Extracted text:

Family of roundworms

The Ancylostomatidae are a family of worms that includes the hookworms.

== Genera of Ancylostomatidae ==
- Agriostomum
- Ancylostoma
- Bunostomum
- Cyclodontostomum
- Galonchus
- Monodontus
- Necator
- Uncinaria

==Habit==
The hookworms, Ancylostoma and Necator, draw a plug of intestinal mucosa into their buccal capsule. The tissue is broken down and blood is rapidly pumped through the intestine of the nematode so that most of it goes undigested.

==Lifecycle==
The hookworms, Necator americanus and Ancylostoma duodenale, hatch as first-stage juveniles within the soil and develop to an infective third-stage juvenile. Infection occurs by direct penetration through the skin of the host. Although the two species differ, they are both susceptible to environmental hazards such as desiccation. This limits their distribution to warm, wet climates such as the tropics. The third-stage juvenile is also the infective stage of trichostrongyle nematodes, including those infecting sheep and cattle. Both the first-stage juvenile within the egg and the
ensheathed infective juvenile are resistant to desiccation, chemicals, and low temperatures and the infective juvenile can survive on pasture for several months before infecting a host.

==Control==
The most appropriate control measures for hookworms and ascariasis are to concentrate chemotherapy on heavily infected individuals (taking advantage of overdispersion) and to improve sanitation to reduce the rate of transmission.

(Pointing data grounded in images)
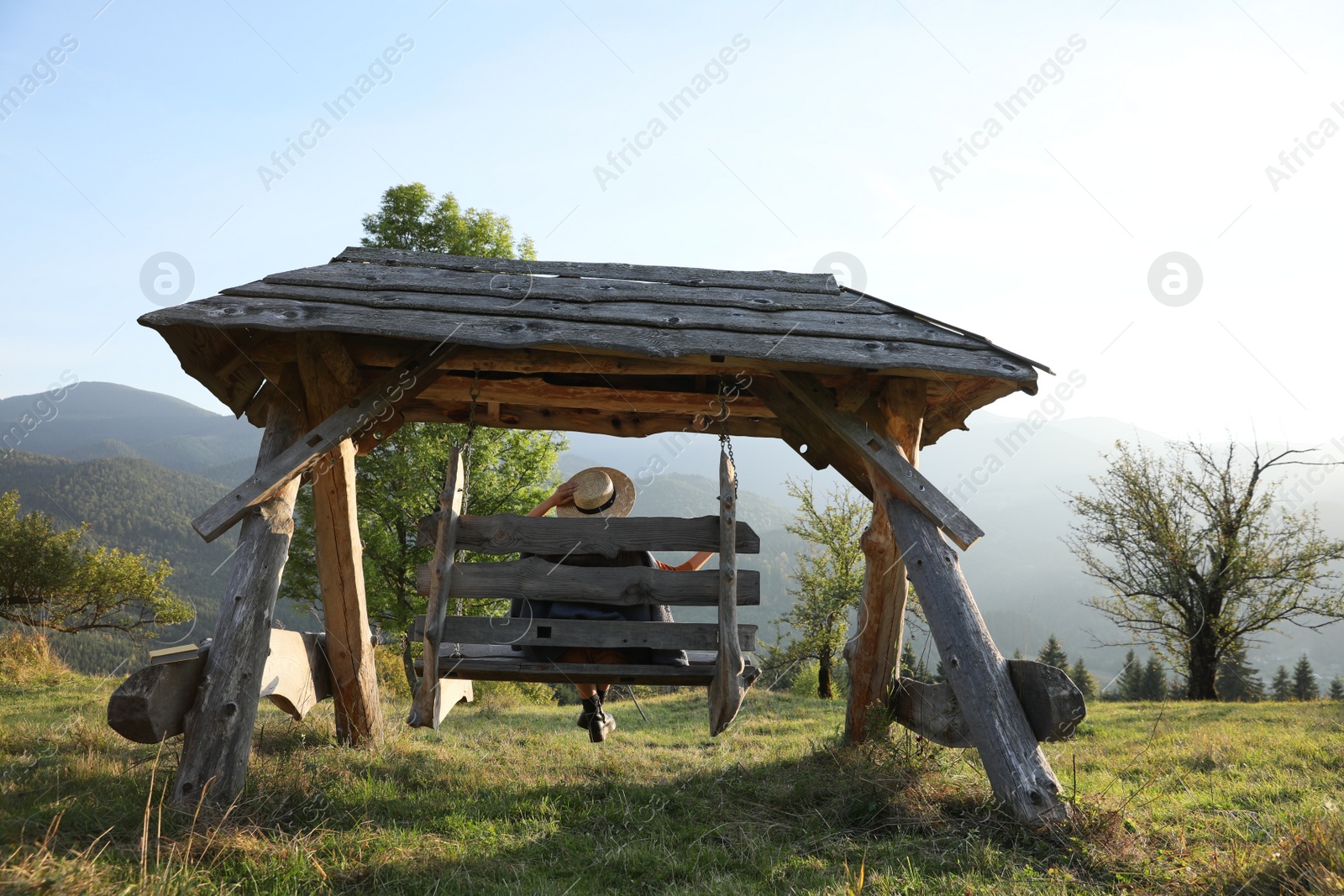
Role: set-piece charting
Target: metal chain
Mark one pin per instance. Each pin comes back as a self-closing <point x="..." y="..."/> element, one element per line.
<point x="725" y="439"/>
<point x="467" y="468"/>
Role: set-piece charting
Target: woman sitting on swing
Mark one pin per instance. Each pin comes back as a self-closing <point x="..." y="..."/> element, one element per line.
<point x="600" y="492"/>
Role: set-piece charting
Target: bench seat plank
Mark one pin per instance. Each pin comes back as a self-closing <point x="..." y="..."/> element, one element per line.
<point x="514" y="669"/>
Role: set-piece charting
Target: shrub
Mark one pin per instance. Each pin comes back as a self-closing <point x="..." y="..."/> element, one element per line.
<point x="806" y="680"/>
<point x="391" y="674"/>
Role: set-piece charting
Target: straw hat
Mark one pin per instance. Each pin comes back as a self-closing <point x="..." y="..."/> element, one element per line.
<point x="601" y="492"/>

Tasks:
**1.** Translate this sentence from the Ancylostomatidae text into Spanish: "Infection occurs by direct penetration through the skin of the host."
**2.** Duplicate the stretch of the Ancylostomatidae text from "The Ancylostomatidae are" through "it goes undigested.".
The listing has no connection to the Ancylostomatidae text.

Answers to this exercise:
**1.** La infección se produce por penetración directa a través de la piel del huésped.

**2.**
The Ancylostomatidae are a family of worms that includes the hookworms.

== Genera of Ancylostomatidae ==
- Agriostomum
- Ancylostoma
- Bunostomum
- Cyclodontostomum
- Galonchus
- Monodontus
- Necator
- Uncinaria

==Habit==
The hookworms, Ancylostoma and Necator, draw a plug of intestinal mucosa into their buccal capsule. The tissue is broken down and blood is rapidly pumped through the intestine of the nematode so that most of it goes undigested.